▶ EXTRAIT DU DOCUMENT
□ □ □ □ □ □ □

Quand Lénine et Trotsky, après Brest-Litovsk, ont créé une nouvelle armée, d’où ils ont exclu les éléments politiquement douteux, ils n’ont fait, ici encore, que suivre les enseignements du jacobinisme. Dès la Constituante, Robespierre avait proposé de licencier l’armée royale pour la recréer de toutes pièces afin d’épurer par ce moyen les cadres remplis de nobles. Sa proposition avait été rejetée, mais les officiers nobles s’éliminèrent d’eux-mêmes par l’émigration et le résultat cherché fut atteint.

Nul plus que Robespierre n’a professé la défiance du militarisme et n’a exercé sur les généraux une surveillance plus soupçonneuse. Il avait prédit que la guerre conduirait à la dictature du sabre. Et cependant c’est le même Robespierre qui a donné de la discipline militaire cette définition : « La discipline est l’âme des armées, la discipline supplée au nombre et le nombre ne peut suppléer à la discipline. Sans la discipline, il n’est point d’armée, il n’y a qu’un assemblage d’hommes sans union, sans concert qui ne peuvent diriger efficacement leurs forces vers un but commun, tel qu’un corps qu’a abandonné le principe de la vie ou telle qu’une machine dont le ressort est brisé. » Le Comité de salut public, tout en accordant aux volontaires le droit d’élire leurs chefs par un système gradué fort ingénieux, s’arrangea en pratique pour leur imposer peu à peu une stricte obéissance. Les Commissaires du peuple ont fait de même. Dans l’armée rouge, l’élection des chefs a même été supprimée (23 avril 1918). Je lis dans Le Correspondant du 25 mai 1919 que cette armée est soumise aujourd’hui à « une discipline de fer ».

On pourra m’observer que la dictature montagnarde était une dictature légale, organe de la Convention nationale, elle-même expression de la volonté du pays, tandis que la dictature bolcheviste est entachée d’une illégalité foncière. Elle a dispersé la Constituante, elle ne se maintient que par la force.

Il ne faut pas trop exagérer cette différence entre les deux régimes. La Convention fut élue dans la période troublée des massacres de septembre. La plupart des assemblées électorales qui nommèrent les députés subirent la loi des clubs. Elles durent procéder au vote à haute voix. C’est un fait bien connu que les jacobins et leurs partisans furent à peu près les seuls à se rendre aux urnes. Mais surtout il ne faut pas oublier que la dictature montagnarde s’établit par l’émeute du 2 juin 1793 qui mutila la Convention par l’exclusion de tous les chefs girondins bientôt envoyés à la guillotine. L’arrestation des 73 girondins qui protestèrent contre le 2 juin suffit à changer la majorité. Les Montagnards ont gouverné au moyen d’une Assemblée épurée. Les Bolchévistes ont préféré dissoudre que mutiler. Où est dans tout cela la légalité ?

□ □ □ □ □ □ □

▶ DONNÉES EXTRAITES
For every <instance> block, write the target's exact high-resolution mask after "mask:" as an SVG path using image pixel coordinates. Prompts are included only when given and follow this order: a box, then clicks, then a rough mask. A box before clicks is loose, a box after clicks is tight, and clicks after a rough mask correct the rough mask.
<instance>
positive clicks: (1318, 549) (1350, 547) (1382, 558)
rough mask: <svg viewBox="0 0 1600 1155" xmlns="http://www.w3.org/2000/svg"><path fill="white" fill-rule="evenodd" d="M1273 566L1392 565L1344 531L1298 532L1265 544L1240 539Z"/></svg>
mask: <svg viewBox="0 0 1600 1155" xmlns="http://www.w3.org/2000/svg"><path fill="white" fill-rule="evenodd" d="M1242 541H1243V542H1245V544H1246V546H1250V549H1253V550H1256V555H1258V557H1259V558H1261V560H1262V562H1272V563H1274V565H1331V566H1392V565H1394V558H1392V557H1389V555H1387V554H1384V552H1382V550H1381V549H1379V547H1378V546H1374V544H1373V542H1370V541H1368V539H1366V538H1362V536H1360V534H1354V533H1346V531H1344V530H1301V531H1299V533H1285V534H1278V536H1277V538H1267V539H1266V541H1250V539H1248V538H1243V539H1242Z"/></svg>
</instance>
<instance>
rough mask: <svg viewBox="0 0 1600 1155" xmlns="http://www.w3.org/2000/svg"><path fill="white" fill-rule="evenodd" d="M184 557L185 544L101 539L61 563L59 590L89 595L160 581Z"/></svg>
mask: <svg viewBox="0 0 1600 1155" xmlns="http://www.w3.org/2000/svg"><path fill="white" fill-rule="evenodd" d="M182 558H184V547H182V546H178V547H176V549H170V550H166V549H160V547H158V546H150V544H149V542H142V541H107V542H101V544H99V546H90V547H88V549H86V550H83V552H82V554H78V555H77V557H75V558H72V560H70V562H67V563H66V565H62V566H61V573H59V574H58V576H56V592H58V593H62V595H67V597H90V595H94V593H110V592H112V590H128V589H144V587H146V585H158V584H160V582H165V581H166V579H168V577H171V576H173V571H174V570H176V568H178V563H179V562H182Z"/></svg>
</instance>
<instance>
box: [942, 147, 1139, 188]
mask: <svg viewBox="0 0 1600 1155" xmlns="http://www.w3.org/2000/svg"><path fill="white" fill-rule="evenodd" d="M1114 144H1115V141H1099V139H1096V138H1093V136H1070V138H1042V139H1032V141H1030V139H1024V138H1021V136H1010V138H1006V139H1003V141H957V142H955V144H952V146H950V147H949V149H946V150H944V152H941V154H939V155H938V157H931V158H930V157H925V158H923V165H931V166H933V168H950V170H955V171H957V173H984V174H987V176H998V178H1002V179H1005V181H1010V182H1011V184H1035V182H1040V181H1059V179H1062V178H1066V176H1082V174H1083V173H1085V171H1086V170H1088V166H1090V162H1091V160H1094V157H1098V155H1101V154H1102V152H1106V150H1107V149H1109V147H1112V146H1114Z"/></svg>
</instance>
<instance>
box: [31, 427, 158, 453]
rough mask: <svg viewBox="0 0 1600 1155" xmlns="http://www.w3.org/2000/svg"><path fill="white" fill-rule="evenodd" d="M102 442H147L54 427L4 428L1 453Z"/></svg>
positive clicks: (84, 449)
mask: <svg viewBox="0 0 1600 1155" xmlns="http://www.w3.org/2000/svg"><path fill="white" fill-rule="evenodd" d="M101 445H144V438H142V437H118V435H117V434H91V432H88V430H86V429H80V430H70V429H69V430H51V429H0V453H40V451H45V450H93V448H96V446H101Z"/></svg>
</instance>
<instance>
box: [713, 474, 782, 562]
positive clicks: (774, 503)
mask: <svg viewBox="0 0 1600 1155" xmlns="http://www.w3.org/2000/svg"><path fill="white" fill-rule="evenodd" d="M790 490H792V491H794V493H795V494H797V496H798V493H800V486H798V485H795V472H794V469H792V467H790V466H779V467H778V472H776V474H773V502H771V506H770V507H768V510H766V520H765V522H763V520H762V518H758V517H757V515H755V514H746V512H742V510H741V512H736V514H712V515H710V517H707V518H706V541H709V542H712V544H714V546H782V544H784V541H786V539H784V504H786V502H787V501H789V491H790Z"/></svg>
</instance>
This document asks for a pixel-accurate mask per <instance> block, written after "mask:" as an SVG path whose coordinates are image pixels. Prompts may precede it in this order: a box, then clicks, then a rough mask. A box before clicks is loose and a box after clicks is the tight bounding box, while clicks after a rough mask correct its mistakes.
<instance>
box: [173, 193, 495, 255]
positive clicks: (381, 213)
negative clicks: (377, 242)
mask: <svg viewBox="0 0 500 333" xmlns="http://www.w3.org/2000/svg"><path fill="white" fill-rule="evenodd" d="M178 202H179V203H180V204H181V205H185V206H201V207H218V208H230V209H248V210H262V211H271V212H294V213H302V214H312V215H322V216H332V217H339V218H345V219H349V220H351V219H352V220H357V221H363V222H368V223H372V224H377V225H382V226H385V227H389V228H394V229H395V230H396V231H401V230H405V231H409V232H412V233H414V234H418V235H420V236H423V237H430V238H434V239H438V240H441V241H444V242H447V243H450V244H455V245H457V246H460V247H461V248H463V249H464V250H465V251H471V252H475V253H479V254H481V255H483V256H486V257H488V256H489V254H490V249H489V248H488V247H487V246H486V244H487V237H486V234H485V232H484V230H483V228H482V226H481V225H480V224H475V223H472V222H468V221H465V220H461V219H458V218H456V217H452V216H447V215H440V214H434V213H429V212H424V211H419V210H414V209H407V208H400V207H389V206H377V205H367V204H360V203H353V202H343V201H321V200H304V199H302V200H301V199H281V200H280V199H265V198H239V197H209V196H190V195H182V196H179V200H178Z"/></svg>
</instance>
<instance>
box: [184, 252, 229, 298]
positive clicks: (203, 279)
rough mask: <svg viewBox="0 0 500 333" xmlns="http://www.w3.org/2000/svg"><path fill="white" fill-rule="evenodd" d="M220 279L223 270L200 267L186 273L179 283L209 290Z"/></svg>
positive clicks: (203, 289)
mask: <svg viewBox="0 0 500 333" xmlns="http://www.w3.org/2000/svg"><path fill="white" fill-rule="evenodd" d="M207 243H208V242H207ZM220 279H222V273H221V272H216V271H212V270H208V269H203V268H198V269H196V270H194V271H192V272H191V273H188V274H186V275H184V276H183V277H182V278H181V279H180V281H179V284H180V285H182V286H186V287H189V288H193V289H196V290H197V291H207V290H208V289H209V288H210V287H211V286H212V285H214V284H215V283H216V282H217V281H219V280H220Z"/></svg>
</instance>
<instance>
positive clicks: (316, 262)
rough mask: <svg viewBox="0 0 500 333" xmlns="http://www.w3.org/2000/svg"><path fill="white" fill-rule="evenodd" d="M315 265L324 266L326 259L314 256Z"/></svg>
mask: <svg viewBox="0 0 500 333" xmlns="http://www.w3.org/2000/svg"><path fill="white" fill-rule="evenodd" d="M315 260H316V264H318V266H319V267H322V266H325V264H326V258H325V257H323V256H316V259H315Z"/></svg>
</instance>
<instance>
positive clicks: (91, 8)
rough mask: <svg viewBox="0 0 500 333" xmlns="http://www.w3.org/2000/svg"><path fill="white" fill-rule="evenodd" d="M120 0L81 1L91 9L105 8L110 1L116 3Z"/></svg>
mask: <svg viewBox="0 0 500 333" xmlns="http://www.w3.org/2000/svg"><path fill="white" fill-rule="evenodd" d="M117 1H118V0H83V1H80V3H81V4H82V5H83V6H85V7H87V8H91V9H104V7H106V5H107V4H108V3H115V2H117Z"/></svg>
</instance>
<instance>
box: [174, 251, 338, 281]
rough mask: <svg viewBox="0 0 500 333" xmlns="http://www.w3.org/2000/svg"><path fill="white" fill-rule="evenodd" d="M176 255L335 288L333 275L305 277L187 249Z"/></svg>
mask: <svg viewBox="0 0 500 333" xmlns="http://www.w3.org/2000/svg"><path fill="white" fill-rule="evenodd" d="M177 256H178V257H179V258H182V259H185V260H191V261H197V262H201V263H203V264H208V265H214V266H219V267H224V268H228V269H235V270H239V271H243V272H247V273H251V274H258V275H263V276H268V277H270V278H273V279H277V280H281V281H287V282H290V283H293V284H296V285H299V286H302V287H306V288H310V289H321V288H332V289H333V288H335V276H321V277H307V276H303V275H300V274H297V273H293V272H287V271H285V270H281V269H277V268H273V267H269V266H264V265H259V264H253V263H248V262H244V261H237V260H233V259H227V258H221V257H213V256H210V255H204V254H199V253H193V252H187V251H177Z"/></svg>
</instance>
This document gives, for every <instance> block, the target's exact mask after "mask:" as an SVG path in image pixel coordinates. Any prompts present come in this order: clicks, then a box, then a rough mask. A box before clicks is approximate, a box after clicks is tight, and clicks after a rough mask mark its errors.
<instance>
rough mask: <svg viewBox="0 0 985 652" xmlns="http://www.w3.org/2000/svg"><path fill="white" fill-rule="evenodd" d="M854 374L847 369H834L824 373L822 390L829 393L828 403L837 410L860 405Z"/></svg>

□ □ □ □ □ □ □

▶ CONSIGNE ÉCRITE A
Dressez la liste de toutes les lignes des entrées où figure la chaîne « loose », en les recopiant intégralement.
▶ CONSIGNE ÉCRITE B
Prolongez le texte comparant la dictature montagnarde et la dictature bolcheviste, en reprenant après sa dernière phrase.

▶ RÉPONSE À L'EXERCICE A
For every <instance> block, write the target's exact high-resolution mask after "mask:" as an SVG path using image pixel coordinates. Prompts are included only when given and follow this order: a box, then clicks, then a rough mask. A box before clicks is loose, a box after clicks is tight, and clicks after a rough mask correct the rough mask.
This document asks for a pixel-accurate mask per <instance> block, written after "mask:" as an SVG path whose coordinates are image pixels. Prompts may precede it in this order: a box, then clicks, then a rough mask. A box before clicks is loose and a box after clicks is the tight bounding box, while clicks after a rough mask correct its mistakes.

▶ RÉPONSE À L'EXERCICE B
Les Bolchévistes ont remplacé la Constituante par le Congrès des soviets. C’est comme si le Comité de salut public avait remplacé la Convention par la société des jacobins. Les soviets ont privé du droit de vote toute une catégorie nombreuse de citoyens : les moines, les oisifs, les patrons, etc. Avant eux les jacobins des Comités révolutionnaires avaient dressé des listes de suspects. La Constitution monarchique de 1791 privait déjà des droits politiques tous ceux qui ne prêteraient pas le serment civique. Les Bolchevistes ont simplement perfectionné les méthodes jacobines.

Les Montagnards avaient déjà institué le système des cartes d’alimentation. Mais ils ne s’étalent pas avisés de s’en servir comme d’un instrument politique. Les Bolchévistes, plus ingénieux, ont divisé la population en 4 catégories pour le droit au ravitaillement. Les suspects ne reçoivent qu’une moitié ou un quart de ration. Moyen efficace et terrible pour se constituer une clientèle !

Comme les paysans aisés se font tirer l’oreille pour exécuter les réquisitions, les Bolchévistes ont institué, afin d’avoir raison de leur résistance, des comités de pauvreté composés d’indigents et chargés de faire exécuter toutes les mesures de ravitaillement. Les Jacobins n’étalent pas allés aussi loin, mais ils avaient peuplé de Sans-Culottes les comités révolutionnaires qui étaient chargés de surveiller l’application du maximum.

Vainement essaierait-on d’opposer l’individualisme des Jacobins au communisme des Bolchévistes. Les Jacobins se proclament défenseurs du droit de propriété. Ils punissent de la peine de mort les prédicateurs de la « loi agraire », c’est-à-dire les communistes, mais, en fait, ils confisquent, ils exproprient, ils réquisitionnent. Les Bolchévistes, tout au contraire, font profession de communisme, ils annoncent la prochaine abolition de la propriété individuelle, mais, en fait, ils la laissent subsister.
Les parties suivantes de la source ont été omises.